Brano estratto:
++++

Scuole, insegnanti e cuneo fiscale. Il dovere di dirlo, il diritto di saperlo
“Bisogna equiparare gli stipendi degli insegnanti italiani a quelli europei”. Esordisce così Stefania Giannini appena mette piede al ministero dell’istruzione. Era ora, finalmente. Da quanto tempo è che lo diciamo e lo scriviamo nei nostri documenti, nei programmi, nelle assemblee, nei dibattiti. E ogni volta inascoltati, ogni volta delusi dai governi, specie dai nostri governi di sinistra quando ci sono stati. Bravi a mettere con tutta l’enfasi possibile il sapere al primo posto del programma prima del voto e poi a modellare la scuola come fosse un’impresa privata e non un bene pubblico, così come sancito solennemente dalla Costituzione.
Di quel bene pubblico gli insegnanti sono stati a lungo, e ancora in gran parte restano, la spina dorsale che ha tenuto alto il sistema formativo italiano nel confronto con quelli di tutta Europa, per non parlare del resto del mondo. Ma il trattamento che hanno ricevuto è stato, da sempre, il più basso al raffronto con i loro colleghi degli altri paesi. L’espressione “finirai per fare l’insegnante”, dai tempi di Platone in poi una delle più nobili nell’indicare l’elevatezza morale e civile di una professione così delicata e complessa, ha finito per essere, in Italia, sinonimo di un lavoro di ripiego, di carriere frustrate e immobili, a partire proprio dalla busta paga. E allora, dai, aumentiamoli finalmente questi stipendi, diventiamo davvero europei. Certo, affiniamo i sistemi di valutazione, oggi aleatori, ma questa, se la facciamo, sarà una spesa utile, utilissima per le tante ricadute che avrà nella società.
Come utile, utilissima, sarà la spesa, già annunciata dal premier in persona tre giorni fa quella di mettere al primo posto delle cose da fare del suo governo (anche se oggi figura prima nella sua hit parade il job act) un piano straordinario per l’edilizia scolastica. Giusto, giustissimo, finalmente. Scuole fuori norma da anni, ben più di un terzo dell’intero patrimonio scolastico nazionale, nelle quali crolli e incidenti sono quotidiani, gli impianti elettrici pericolosi, quelli antincendio assenti, norme antisismiche neanche a dirsi e dio solo sa l’apprensione malcelata con cui ogni mattina lasciamo entrarci, in scuole così, i nostri bimbi e ragazzi. E allora via, dai, adesso si parte. Deve arrivare giugno, perché le lezioni non si devono interrompere, ma poi da lì in poi e fino a settembre ecco che entrano geometri, muratori, imbianchini, elettricisti, falegnami e tutto sarà in regola, tutto sarà come nuovo. Poi, una volta che avremo sistemato le scuole e adeguato lo stipendio degli insegnanti, se vogliamo che entrino anche gli studenti metteremo mano al portafoglio e finanzieremo il diritto allo studio, negli ultimi anni scomparso quasi del tutto quando la Merkel e gli altri governanti europei, attraversati dalla stessa crisi che ha toccato noi, lo aumentavano al solo semplice scopo di investire nel futuro dei loro paesi.

++++

Estratto da un dataset
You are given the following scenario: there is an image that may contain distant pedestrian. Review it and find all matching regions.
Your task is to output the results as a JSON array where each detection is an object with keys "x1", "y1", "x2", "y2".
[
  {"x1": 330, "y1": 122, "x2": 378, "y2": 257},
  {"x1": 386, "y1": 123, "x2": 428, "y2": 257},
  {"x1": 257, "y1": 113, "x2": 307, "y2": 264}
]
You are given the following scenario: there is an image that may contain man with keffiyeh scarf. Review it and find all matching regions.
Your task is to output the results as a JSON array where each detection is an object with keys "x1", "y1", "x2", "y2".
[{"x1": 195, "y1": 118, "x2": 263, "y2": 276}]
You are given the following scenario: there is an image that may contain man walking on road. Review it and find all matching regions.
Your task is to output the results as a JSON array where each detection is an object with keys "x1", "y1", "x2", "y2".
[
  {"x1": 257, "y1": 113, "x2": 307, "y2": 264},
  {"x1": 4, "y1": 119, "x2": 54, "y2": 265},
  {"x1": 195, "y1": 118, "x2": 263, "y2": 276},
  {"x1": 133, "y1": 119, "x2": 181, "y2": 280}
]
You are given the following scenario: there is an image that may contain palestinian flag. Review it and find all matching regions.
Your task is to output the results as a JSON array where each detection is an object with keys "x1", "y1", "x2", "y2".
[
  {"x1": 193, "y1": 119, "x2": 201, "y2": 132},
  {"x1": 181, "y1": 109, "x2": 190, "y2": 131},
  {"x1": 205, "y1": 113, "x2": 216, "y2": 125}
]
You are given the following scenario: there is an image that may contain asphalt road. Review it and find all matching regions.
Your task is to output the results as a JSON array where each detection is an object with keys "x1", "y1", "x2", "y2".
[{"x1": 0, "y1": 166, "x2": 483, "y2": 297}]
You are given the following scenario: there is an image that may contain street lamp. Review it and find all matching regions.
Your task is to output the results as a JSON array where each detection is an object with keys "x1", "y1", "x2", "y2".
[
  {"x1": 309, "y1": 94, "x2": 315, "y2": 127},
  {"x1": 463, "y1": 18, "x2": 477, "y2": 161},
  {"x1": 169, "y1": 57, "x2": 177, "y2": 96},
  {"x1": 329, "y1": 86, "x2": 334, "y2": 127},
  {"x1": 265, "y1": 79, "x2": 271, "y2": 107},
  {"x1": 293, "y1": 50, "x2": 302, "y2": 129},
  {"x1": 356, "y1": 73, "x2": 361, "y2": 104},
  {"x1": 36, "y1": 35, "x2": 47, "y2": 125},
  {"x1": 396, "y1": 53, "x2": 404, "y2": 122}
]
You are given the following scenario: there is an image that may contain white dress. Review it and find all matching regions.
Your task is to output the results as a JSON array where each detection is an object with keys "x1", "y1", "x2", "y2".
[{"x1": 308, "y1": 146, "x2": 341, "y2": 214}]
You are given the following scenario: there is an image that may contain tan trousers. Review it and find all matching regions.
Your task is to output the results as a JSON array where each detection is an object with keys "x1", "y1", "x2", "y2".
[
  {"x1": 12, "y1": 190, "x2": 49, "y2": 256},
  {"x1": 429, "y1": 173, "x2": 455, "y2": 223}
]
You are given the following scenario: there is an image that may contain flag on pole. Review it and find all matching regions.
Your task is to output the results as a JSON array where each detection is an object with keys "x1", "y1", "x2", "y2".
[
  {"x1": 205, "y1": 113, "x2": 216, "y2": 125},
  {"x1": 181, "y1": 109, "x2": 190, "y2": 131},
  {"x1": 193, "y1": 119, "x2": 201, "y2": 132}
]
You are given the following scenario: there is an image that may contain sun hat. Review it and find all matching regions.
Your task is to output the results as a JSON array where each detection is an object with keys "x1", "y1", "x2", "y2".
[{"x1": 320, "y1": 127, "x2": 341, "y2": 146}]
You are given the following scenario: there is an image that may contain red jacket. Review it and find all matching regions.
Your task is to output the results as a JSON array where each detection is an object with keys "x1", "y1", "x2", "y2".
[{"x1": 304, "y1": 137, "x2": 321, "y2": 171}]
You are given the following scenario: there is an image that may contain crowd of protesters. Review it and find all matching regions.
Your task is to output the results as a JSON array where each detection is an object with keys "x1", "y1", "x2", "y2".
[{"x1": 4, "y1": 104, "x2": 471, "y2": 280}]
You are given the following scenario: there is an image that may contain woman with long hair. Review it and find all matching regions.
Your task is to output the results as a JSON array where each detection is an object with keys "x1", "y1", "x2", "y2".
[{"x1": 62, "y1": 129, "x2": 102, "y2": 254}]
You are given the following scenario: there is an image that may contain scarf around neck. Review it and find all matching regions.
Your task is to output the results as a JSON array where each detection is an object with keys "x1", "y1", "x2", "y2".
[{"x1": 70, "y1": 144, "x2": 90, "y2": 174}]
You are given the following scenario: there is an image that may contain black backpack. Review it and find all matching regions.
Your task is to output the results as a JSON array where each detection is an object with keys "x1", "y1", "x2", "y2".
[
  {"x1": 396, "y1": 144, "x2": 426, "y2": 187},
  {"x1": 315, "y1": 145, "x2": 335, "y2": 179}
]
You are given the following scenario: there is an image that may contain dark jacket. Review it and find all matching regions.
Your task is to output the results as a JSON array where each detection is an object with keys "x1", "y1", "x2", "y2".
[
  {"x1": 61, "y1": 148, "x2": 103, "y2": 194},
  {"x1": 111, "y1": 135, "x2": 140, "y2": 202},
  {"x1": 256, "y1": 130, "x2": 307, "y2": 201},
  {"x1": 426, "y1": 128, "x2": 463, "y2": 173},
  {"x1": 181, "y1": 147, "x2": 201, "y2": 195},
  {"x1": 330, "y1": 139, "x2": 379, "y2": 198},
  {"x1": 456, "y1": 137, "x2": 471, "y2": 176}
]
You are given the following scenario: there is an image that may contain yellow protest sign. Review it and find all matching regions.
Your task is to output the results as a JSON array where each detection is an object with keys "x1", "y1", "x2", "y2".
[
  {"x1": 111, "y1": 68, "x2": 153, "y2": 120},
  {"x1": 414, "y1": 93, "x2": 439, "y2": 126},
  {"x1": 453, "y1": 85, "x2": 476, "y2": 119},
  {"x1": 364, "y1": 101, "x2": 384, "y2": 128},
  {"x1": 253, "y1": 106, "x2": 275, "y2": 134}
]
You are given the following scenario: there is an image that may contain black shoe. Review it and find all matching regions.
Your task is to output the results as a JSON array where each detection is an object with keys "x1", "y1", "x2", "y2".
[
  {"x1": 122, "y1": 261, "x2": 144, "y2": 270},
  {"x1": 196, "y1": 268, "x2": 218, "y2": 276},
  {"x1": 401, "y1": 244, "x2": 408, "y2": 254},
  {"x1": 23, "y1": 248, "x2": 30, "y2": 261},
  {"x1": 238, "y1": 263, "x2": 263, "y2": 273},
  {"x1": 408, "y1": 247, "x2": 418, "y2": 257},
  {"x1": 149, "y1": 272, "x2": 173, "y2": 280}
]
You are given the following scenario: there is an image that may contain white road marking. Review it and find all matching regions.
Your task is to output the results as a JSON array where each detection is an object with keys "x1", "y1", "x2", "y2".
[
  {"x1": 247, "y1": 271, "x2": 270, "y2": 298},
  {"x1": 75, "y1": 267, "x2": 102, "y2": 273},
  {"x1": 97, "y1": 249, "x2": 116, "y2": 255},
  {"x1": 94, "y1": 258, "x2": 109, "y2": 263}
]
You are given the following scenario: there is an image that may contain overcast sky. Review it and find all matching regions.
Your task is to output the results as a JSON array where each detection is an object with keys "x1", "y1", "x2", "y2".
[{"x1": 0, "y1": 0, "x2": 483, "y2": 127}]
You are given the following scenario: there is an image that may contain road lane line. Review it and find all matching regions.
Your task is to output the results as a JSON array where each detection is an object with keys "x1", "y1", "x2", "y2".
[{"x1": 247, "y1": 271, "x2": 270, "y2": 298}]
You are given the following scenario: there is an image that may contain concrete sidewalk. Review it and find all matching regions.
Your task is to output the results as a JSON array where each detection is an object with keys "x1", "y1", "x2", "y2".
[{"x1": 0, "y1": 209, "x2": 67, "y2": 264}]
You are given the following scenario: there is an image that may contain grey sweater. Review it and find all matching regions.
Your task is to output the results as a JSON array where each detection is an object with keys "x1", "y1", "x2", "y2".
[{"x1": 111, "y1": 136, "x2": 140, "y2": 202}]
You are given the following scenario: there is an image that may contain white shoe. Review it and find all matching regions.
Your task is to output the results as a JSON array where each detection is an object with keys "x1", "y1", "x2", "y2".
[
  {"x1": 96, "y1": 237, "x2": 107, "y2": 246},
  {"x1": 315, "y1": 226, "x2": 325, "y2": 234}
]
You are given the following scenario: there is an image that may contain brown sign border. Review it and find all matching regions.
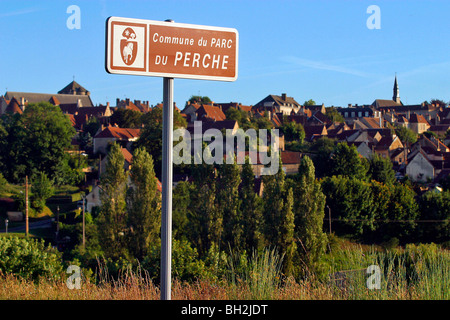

++++

Nel testo su scuole e insegnanti, che cosa dice Stefania Giannini appena mette piede al ministero dell'istruzione?

Risposta completa:
Che bisogna equiparare gli stipendi degli insegnanti italiani a quelli europei.